### [TEXT PROVIDED]
Like other sensitivities to touch stimulation, hearing--  the result of bending of hair-like cells in the inner ear—is well-developed before birth. Although human beings are specialized for hearing sound waves traveling through air, we can pick up sounds moving through water, or even through the earth (how they hear the stampede coming in cowboy movies, right?). This means it’s not so surprising that some sound waves resulting from speech can travel through a pregnant woman’s body and through the amniotic fluid to cause responses in the ears of an unborn baby even several months before birth.

But, so what if this does happen? Do those speech sound waves have any effect on the baby’s development, any more than do other sounds like a car starting, a dog barking, or mother’s teeth being brushed? The fact that something can happen doesn’t mean it does happen, so back in the 1980s researchers started looking to see whether newborns showed any effects of systematic speech sound experiences in the weeks before birth.

Well-known studies by DeCasper and others in the ‘80s had mothers-to-be record their voices reading either The Cat in the Hat or a similar-sounding story, The Dog in the Fog. The women did not know at the time they recorded which story they would later be asked to “read to their bellies” so the developing fetus could hear. Stories were randomly assigned and read repeatedly over the last weeks of the pregnancies. After they were born, the babies were allowed to listen to both stories and could control which one they heard by sucking on an artificial nipple. They spent more time listening to the story they had heard prenatally than to the other, very similar story, suggesting that they had been learning as they listened.

But there is an oddity in these results. The evidence is clear that the babies could tell the difference between the familiar and the unfamiliar sounds, and they showed us this by choosing to listen for a longer time to one story than they did to the other. But… newborn babies don’t usually pay more attention to familiar than to unfamiliar things, the way older babies and adults often do. Newborn babies show a tendency to habituate to things they’ve seen or heard before. After paying attention to familiar things briefly, they stop paying attention to them, and spend much more time attending to unfamiliar sights or sounds. The extent to which newborns do this is correlated with their later cognitive development. Yet DeCasper and his colleagues reported that the newborns in their study paid more attention to the sounds they had heard before. What was this about? Was it that because those sounds were not heard through the mothers’ tissues and amniotic fluid, they seemed a lot different from what they had been, and were thus “changed” and unfamiliar even though they were the same words? Or, perhaps, did the mothers who were reading “to their babies” speak differently than those who were reading for a recording?

### [STORED DATA]
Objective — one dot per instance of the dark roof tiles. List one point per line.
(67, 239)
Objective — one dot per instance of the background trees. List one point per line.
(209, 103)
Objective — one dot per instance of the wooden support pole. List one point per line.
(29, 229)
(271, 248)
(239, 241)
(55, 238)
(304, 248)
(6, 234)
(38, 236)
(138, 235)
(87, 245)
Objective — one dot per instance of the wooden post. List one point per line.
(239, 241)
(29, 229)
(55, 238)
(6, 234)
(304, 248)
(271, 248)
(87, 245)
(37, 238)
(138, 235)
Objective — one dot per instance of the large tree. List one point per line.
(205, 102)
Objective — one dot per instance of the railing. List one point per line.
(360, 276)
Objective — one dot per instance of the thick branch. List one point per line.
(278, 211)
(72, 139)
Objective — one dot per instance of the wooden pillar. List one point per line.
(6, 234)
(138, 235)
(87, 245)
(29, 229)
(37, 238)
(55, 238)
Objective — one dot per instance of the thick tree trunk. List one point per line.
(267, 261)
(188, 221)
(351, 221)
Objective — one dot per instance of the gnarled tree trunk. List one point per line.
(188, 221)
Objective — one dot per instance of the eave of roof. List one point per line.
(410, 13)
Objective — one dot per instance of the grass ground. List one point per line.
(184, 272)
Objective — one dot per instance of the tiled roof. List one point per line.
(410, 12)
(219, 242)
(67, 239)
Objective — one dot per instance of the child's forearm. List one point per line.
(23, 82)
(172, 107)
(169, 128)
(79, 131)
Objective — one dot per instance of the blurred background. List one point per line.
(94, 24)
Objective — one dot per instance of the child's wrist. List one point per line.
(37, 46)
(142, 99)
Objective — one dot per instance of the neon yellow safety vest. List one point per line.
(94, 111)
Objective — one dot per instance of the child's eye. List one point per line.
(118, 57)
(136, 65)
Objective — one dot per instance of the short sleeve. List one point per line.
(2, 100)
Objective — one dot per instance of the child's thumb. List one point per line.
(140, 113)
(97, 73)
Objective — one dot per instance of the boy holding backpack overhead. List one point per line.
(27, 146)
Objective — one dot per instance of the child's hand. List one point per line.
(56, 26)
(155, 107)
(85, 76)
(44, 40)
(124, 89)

### [YOUR TASKS]
1. Which other sounds does the passage on prenatal hearing name when it asks whether speech sound waves affect a baby's development more than other sounds do? List all of them.
2. Write out the part of the passage on prenatal hearing that opens with the words containing "But, so what" and closes with "weeks before birth.".
Rely only on the passage on prenatal hearing for these.

### [SOLVED PROBLEMS]
1.
- a car starting
- a dog barking
- mother's teeth being brushed

2.
But, so what if this does happen? Do those speech sound waves have any effect on the baby’s development, any more than do other sounds like a car starting, a dog barking, or mother’s teeth being brushed? The fact that something can happen doesn’t mean it does happen, so back in the 1980s researchers started looking to see whether newborns showed any effects of systematic speech sound experiences in the weeks before birth.